---------- DATA LISTING ----------

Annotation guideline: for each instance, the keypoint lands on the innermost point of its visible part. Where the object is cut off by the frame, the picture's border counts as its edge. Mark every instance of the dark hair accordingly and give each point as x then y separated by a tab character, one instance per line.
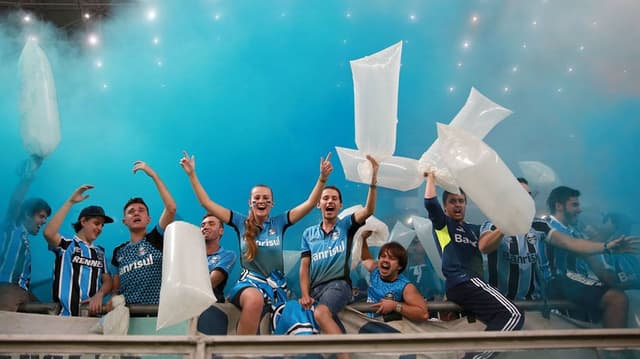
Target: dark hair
77	226
335	189
212	215
134	200
32	206
560	194
396	250
252	229
446	194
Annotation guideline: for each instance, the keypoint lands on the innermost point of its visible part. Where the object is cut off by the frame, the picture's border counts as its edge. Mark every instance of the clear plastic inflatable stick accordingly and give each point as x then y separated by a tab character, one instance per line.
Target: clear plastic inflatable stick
39	119
424	230
487	181
375	87
478	116
186	286
399	173
538	174
379	234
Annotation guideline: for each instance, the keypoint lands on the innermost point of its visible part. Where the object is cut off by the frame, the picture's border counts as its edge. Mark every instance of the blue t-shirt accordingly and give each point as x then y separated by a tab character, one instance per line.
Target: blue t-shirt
77	273
457	244
15	255
269	241
139	266
223	260
330	252
517	267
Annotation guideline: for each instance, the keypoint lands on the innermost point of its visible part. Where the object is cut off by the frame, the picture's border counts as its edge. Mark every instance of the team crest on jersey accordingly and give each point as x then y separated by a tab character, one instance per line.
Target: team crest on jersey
531	238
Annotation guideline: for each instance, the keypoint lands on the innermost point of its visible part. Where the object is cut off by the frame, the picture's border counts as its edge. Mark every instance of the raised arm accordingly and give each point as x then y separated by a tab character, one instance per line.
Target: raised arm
51	230
367	260
305	207
170	208
362	214
27	175
414	306
188	164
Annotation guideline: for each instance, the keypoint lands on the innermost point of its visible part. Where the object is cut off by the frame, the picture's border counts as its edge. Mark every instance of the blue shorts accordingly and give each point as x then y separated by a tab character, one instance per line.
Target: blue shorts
335	294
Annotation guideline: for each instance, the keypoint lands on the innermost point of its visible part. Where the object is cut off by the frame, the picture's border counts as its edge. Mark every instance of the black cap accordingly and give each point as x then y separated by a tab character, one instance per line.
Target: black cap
94	211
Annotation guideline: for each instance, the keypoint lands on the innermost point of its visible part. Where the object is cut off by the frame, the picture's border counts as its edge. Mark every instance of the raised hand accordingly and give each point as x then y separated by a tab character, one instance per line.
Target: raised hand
188	163
78	195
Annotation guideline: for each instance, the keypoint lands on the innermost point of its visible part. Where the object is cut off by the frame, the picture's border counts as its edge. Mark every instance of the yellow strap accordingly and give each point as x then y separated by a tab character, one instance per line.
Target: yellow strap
443	237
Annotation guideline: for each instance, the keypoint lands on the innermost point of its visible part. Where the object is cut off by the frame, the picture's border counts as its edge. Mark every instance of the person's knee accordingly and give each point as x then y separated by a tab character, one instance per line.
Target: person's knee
322	313
614	298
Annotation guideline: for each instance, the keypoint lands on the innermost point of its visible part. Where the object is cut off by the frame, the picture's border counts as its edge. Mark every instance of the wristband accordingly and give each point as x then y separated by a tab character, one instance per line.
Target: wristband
399	307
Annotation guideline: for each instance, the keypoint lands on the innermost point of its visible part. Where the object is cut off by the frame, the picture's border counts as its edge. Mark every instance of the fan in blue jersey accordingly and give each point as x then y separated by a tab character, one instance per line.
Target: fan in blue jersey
220	260
80	272
457	242
138	262
517	267
390	291
573	275
22	219
326	251
260	239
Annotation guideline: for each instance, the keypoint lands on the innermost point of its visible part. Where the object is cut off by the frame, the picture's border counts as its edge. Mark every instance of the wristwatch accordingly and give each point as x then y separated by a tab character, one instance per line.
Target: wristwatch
399	307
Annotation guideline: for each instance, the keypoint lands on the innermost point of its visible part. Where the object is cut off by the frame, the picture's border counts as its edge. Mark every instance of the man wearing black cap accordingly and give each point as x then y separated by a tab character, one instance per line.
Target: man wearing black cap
80	273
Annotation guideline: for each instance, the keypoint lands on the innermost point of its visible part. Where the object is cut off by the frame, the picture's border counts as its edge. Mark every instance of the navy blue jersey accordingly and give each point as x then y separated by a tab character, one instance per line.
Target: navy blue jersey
330	253
77	273
516	268
15	255
457	244
139	266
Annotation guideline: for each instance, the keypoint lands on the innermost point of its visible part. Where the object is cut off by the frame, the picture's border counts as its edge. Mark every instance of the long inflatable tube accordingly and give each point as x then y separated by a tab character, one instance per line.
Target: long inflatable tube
375	86
186	287
487	181
399	173
479	116
39	118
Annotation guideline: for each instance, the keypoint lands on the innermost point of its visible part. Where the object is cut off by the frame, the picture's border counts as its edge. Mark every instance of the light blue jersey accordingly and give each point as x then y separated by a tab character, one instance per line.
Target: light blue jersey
516	268
269	241
223	260
78	273
15	256
330	253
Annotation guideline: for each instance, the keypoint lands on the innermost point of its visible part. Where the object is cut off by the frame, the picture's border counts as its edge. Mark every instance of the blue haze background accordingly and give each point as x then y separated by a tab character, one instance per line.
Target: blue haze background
259	90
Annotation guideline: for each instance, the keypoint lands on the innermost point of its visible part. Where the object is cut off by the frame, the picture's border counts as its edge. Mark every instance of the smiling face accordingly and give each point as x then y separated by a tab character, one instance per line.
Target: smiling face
33	223
455	206
330	203
261	202
91	228
136	217
211	228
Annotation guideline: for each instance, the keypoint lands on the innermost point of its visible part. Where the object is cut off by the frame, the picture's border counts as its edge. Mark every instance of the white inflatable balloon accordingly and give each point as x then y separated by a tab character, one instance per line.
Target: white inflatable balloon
487	181
538	174
186	287
424	230
39	119
399	173
478	116
402	234
375	87
378	237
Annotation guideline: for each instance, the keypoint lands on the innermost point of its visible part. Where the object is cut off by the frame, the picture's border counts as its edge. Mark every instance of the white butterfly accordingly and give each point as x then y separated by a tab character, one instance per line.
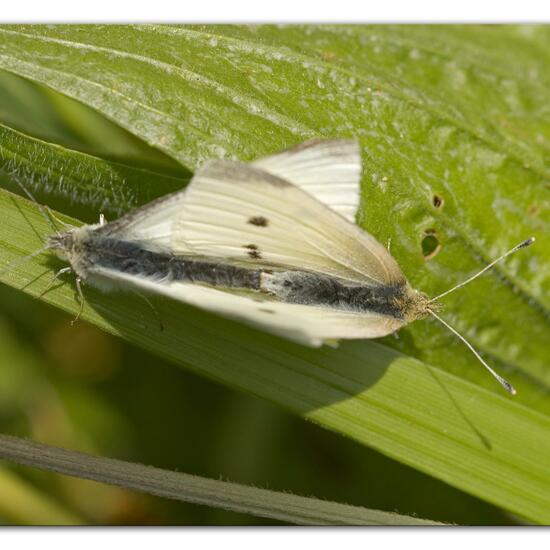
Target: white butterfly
272	244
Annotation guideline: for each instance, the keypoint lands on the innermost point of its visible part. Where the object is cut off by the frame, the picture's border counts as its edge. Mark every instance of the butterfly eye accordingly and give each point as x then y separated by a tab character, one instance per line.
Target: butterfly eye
430	244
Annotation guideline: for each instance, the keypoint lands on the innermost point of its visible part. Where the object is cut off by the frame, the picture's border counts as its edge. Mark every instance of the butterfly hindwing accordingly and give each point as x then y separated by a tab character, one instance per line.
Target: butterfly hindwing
308	325
327	169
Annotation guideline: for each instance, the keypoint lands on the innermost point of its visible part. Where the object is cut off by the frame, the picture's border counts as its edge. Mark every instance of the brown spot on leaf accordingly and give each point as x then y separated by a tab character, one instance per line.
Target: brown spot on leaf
258	221
253	251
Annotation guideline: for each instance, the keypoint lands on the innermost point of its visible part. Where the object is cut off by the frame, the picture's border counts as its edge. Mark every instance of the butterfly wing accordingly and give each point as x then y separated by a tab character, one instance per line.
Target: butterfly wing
307	325
328	169
238	212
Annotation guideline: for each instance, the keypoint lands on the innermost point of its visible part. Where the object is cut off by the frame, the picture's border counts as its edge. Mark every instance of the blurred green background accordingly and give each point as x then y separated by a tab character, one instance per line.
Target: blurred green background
80	388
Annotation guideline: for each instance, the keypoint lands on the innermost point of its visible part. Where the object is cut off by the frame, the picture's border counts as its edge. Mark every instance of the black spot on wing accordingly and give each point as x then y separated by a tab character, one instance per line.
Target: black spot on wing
258	221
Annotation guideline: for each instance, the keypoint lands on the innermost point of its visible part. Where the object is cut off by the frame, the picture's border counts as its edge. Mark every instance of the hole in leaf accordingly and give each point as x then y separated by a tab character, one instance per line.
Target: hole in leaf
430	244
437	201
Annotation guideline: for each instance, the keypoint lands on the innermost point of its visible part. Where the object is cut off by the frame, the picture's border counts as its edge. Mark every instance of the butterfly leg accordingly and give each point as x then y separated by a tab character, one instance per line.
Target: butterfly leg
81	300
54	278
150	304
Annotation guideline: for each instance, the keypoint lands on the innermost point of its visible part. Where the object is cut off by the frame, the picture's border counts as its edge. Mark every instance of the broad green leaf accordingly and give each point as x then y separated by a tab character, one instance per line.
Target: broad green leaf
199	490
76	178
455	133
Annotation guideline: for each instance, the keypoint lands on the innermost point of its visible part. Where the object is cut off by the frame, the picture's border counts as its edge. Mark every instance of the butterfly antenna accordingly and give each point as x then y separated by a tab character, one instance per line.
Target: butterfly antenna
504	383
522	244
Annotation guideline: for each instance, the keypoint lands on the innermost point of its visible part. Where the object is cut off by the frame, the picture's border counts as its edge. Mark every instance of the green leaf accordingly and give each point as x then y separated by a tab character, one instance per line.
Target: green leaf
455	136
199	490
54	172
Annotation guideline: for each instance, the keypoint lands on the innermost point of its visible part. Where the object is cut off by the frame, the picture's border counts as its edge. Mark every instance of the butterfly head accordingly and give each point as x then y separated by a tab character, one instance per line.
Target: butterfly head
419	305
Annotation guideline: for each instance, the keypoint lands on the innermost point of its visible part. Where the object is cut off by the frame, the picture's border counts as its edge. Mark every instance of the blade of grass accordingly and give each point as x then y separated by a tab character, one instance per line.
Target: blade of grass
195	489
465	124
479	441
52	171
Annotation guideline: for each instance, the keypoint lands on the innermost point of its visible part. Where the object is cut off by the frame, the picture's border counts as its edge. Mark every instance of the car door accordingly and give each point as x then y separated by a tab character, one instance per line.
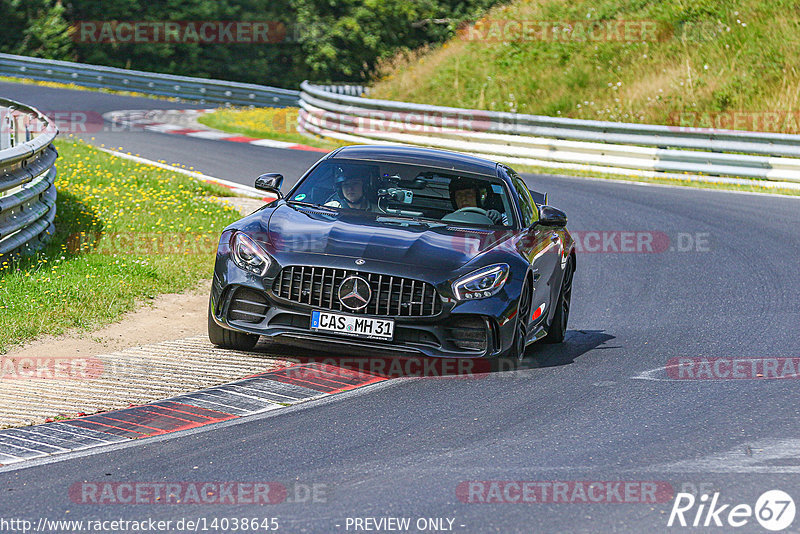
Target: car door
542	246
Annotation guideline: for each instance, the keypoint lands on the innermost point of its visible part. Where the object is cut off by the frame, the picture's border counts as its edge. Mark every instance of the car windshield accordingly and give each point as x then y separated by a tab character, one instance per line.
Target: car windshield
409	191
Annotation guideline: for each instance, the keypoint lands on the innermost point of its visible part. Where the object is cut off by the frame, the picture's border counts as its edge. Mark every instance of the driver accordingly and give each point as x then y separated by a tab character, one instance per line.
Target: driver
351	190
466	193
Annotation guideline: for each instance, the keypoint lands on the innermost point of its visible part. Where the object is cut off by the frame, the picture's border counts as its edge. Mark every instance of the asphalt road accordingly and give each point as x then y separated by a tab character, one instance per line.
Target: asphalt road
593	409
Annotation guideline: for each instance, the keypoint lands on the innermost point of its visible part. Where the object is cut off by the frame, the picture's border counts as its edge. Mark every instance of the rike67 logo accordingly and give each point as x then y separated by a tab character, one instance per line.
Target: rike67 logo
774	510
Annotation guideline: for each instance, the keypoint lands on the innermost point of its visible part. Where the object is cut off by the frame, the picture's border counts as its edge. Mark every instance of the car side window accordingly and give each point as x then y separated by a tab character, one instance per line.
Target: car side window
530	213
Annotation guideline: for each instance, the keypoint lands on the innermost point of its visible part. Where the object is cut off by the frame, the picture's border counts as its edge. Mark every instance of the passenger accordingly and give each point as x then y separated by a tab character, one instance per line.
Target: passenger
466	193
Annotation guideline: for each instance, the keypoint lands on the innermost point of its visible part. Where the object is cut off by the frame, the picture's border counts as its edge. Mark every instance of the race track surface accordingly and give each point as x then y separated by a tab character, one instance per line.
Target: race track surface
721	282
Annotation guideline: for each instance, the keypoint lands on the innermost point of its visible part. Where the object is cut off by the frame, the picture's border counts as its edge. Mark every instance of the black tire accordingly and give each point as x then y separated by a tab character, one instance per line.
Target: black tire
517	350
558	328
229	339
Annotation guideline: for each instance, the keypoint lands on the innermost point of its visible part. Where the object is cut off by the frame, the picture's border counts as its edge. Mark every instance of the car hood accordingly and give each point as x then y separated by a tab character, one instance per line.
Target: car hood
295	229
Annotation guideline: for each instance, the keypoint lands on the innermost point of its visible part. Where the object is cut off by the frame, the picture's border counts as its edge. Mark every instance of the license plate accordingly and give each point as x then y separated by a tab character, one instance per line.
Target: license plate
350	325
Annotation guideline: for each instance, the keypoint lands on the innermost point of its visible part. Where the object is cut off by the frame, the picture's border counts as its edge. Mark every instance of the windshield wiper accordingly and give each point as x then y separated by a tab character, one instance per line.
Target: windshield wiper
419	220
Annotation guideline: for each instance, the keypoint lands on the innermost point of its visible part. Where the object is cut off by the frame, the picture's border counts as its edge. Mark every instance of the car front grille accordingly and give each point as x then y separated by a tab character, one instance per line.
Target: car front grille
391	295
248	306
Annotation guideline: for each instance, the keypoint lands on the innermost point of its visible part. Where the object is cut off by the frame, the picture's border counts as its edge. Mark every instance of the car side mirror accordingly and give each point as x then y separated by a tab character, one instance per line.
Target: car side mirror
270	182
550	216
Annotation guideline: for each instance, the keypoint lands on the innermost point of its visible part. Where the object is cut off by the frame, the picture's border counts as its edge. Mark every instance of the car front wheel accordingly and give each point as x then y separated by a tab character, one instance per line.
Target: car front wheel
558	328
229	339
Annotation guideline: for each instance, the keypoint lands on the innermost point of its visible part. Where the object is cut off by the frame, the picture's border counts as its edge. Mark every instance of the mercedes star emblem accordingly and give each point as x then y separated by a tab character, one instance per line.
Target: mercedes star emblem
354	293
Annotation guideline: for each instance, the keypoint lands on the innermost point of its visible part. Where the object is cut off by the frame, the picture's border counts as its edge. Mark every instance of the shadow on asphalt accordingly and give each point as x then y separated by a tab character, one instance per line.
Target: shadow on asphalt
576	344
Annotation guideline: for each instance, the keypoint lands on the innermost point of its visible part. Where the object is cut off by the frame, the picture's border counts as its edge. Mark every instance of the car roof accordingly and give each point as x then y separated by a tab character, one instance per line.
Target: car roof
418	156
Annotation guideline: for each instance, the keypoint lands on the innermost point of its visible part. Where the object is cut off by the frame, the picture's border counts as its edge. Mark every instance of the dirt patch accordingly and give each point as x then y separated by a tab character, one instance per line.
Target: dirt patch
167	317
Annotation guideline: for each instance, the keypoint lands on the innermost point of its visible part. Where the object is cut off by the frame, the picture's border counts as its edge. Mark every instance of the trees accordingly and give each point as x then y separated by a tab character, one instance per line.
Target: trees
332	40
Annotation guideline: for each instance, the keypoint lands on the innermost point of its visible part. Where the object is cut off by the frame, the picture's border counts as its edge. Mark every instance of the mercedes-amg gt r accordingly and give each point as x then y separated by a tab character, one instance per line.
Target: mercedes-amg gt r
397	250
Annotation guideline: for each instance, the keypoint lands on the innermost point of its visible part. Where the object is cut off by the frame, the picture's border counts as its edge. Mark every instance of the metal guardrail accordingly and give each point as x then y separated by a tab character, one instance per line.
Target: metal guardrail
596	146
27	176
197	89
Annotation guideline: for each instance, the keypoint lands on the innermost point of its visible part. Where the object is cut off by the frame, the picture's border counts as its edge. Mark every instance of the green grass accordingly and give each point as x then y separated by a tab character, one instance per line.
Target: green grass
124	232
712	59
279	124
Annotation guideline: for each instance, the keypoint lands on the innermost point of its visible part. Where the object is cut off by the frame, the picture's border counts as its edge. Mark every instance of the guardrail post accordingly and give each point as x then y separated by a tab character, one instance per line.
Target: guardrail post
27	178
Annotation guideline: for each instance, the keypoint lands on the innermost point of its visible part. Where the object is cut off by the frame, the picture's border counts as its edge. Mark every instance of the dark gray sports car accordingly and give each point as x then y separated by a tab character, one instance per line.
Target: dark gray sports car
396	250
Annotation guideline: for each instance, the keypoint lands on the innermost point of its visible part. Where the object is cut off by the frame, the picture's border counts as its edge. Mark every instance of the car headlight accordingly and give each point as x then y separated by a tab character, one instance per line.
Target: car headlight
249	255
481	283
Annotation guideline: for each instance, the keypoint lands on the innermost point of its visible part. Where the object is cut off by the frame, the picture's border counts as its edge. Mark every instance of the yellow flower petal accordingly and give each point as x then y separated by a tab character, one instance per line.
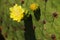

----------

*WHAT IS EXPECTED*
Would you please repeat exactly the lines above, starting at the line with "Target: butterfly wing" and stopping at the line with "the black spot", both included?

*EXERCISE ANSWER*
Target: butterfly wing
307	325
328	169
238	212
Annotation guideline: for each instance, the keypoint lands on the innermost point of its visible part. Where the object is cut off by the frame, the picture's border counts as its edge. Mark every instance of the blurred green background accordingly and give each point as x then y separated by a tab character, one instance per line.
Target: blurred green background
80	388
Annotation guideline: for each instance, the keypoint lands on the innermost point of its visible part. Where the object is cut off by the frame, the picture's border counts as its edge. Mark every instance of the black spot on wing accordingly and give each point as x then y separated by a tab character, one instance per line.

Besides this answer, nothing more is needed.